The PSD Forum and follow-on dialogue with the Government allowed honing in on the most important issues to unleash the potential of the private sector by alleviating binding constraints and increasing its competitiveness. While many of these constraints are structural - such as the high transport and telecom costs, reliability of power, etc.- others relate to policies and institutions (discussed below), such as:


  1. Weak business environment and high costs of doing business.

  2. Weak enterprise skills and institutional support to PSD negatively affecting labor productivity of the private sector and its ability to compete.

  3. Lack of economic diversification and weak market linkages putting at risk the sustainability of economic growth.

The private sector has an important role to play in achieving the goals outlined in PRS and the PSD Strategy. For that to happen, however, the Government needs to accelerate the PSD reform agenda and focus on an environment which is conducive to private investment and operations. Attaining high and sustainable level of growth needed to realize the MDGs will also require improving the linkages between urban and rural areas to increase and diversify production of tradable goods, fostering complementarities between public and private investment, facilitating linkages with the regional and global economy, and building the capacity of the private sector to raise the productivity of labor and increase competitiveness of the Lesotho economy


The donor community is assisting in achieving these objectives through a number of sector-specific as well as cross-sectoral operations (see Annex 1). The proposed project complements initiatives that are already under implementation and aims to further the Government’s effort in removing the key obstacles to PSD and support a faster private-sector led economic growth.
Weak Business Environment and High Costs of Doing Business
The legal and administrative framework is a key element of the investment climate. The FIAS report of 1997 on “Administrative Barriers to Business” highlighted the deficiencies that exist in Lesotho, which taken together constitute a significant barrier to doing business by domestic and foreign, small and large investors alike. A follow-up work in 2004 under the ESW and the results of the ICA survey confirmed these findings and identified several specific aspects of the existing legal and regulatory framework that contribute to high costs of doing business and high “hassle” element for the investors. Among the binding constraints are:


  1. Obstacles to firms’ entry into the market, i.e., cumbersome, timely and costly companies registration and licensing regimes;3

  2. Impediments to firms’ day-to-day operations, i.e., procedures to issue basic documents, such as visas, work, residents and import permits;4

  3. Outdated and weak legal provisions for firms’ operations, trade and investments, including Industrial Licensing Act (1969), Pioneer Industries Encouragement Act (1969), Aliens Control Act (1969), Tourism Enterprises Licensing Act (1966); and lack of a modern Investment Code.

Although GOL has made certain improvements over the past few months, administrative impediments still prevail. The Government is fully committed to implement the reforms to remove costly and time-consuming requirements to entry and doing business by reforming the company registration and industrial and trade licensing regimes as well as a comprehensive reform of the immigration services. Further, in order to implement these reforms, the Government needs to introduce necessary legislative changes without any further delays.

* _SET TASKS_:
A. Which laws does the Lesotho private sector passage name as outdated and weak legal provisions, and what year is given for each?
B. What comes next in the Lesotho private sector passage? Write the part that follows its last sentence.

* _DATASET ROWS_:
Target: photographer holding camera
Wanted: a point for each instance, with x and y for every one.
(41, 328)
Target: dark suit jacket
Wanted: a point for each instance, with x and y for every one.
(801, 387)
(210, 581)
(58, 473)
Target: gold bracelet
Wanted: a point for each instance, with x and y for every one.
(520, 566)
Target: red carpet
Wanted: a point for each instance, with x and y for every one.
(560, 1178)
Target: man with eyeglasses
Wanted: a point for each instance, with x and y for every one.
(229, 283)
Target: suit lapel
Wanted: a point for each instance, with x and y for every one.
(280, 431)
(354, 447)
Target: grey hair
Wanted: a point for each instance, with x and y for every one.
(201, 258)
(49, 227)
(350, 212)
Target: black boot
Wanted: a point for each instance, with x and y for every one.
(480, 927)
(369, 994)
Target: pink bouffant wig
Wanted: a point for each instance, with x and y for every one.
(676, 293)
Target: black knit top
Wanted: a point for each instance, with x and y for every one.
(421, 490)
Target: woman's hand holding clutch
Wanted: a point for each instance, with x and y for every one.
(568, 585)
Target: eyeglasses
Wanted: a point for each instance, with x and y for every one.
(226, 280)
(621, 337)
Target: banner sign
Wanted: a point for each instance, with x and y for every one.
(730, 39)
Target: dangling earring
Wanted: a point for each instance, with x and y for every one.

* _RESULTS FOR THE EXERCISE_:
A.
- Industrial Licensing Act (1969)
- Pioneer Industries Encouragement Act (1969)
- Aliens Control Act (1969)
- Tourism Enterprises Licensing Act (1966)

B.
Weak Enterprise Skills and Institutional Support to PSD
The results of the Investment Climate Assessment show that productivity and competitiveness of SMEs are among the key constraints to their growth and development. While average labor productivity in Lesotho is similar to other countries in sub-Saharan Africa (i.e., Tanzania, Mozambique), it is lower than in the most productive countries in Africa such as Kenya, Senegal and South Africa, and most importantly, considerably lower than in China and India – the two important competitors in textiles and garments. While reasons for this are numerous, workers education and availability of training seems to be an important aspect. Indeed, ICA shows that only about 28% of the companies in Lesotho have formal training programs, which is lower that in other African countries (i.e., Uganda, Senegal, Zambia, Tanzania, Kenya), and far lower than in South Africa or China. Further, compared to India and South Africa, worker education appears to be relatively low in Lesotho; over half of workers in SA and close to half in India had a secondary education or greater – compared to about 15% in Lesotho.
In addition, the institutional support for PSD in Lesotho is weak, inefficient and the agencies are often unable to fulfill their basic functions. The network of chambers of commerce, headed by the Lesotho Chamber of Commerce and Industry (LCCI), is the main channel by which the domestic private sector interests (mostly MSMEs) are represented, both in the formulation of new GOL policies and in dealing with problems in the implementation of policies. The chamber movement still lacks the capacity to fully represent its members in the dialog with GOL. Industry-specific, informal organizations and professional associations are starting to emerge. The few that are active are new, inexperienced, lacking sufficient membership fee income, and unclear about their role. The exception to this are the Association of Employers (representing mostly larger firms as well as several South Africa-based firms) and the Association of Exporters (comprising firms from South-East Asia), which are the strongest private sector organizations. They, however, tend to rely on their own networks for trade information and do not appear to perceive a gap in these information channels. Finally, although the public-private consultative mechanism has been initiated under the framework of the PRS, it appears as it has lost its momentum and has yet to reach its potential for channeling dialog.
For these reasons, capacity building (CB) is of critical importance for Lesotho to meet its growth and poverty reduction objectives. Currently, CB for the individual firm consists mainly of open training courses and limited assistance with business planning. Most of this is supplied by public-sector entities at highly subsidized rates. As a result, private supply of business development services (BDS’s) has barely started to develop.
Lack of Economic Diversification and Weak Market Linkages
While acknowledging the exceptional growth of the garment industry and its key positive role as the engine of economic growth in Lesotho, the Government and the private sector also acknowledged the downside of this phenomenon, namely high dependence on one-industry, one-market and vulnerability of the economy to the external shocks (such as elimination of AGOA benefits or opening the markets to Asian competitors due to MFA expiration). The PSD Forum called for action in three areas to allow Lesotho to successfully develop a diversified, pro-export economy integrated with the regional markets:


  1. Retaining and expanding the existing FDI base in the garment industry

  2. Attracting new foreign investors to develop new industrial clusters.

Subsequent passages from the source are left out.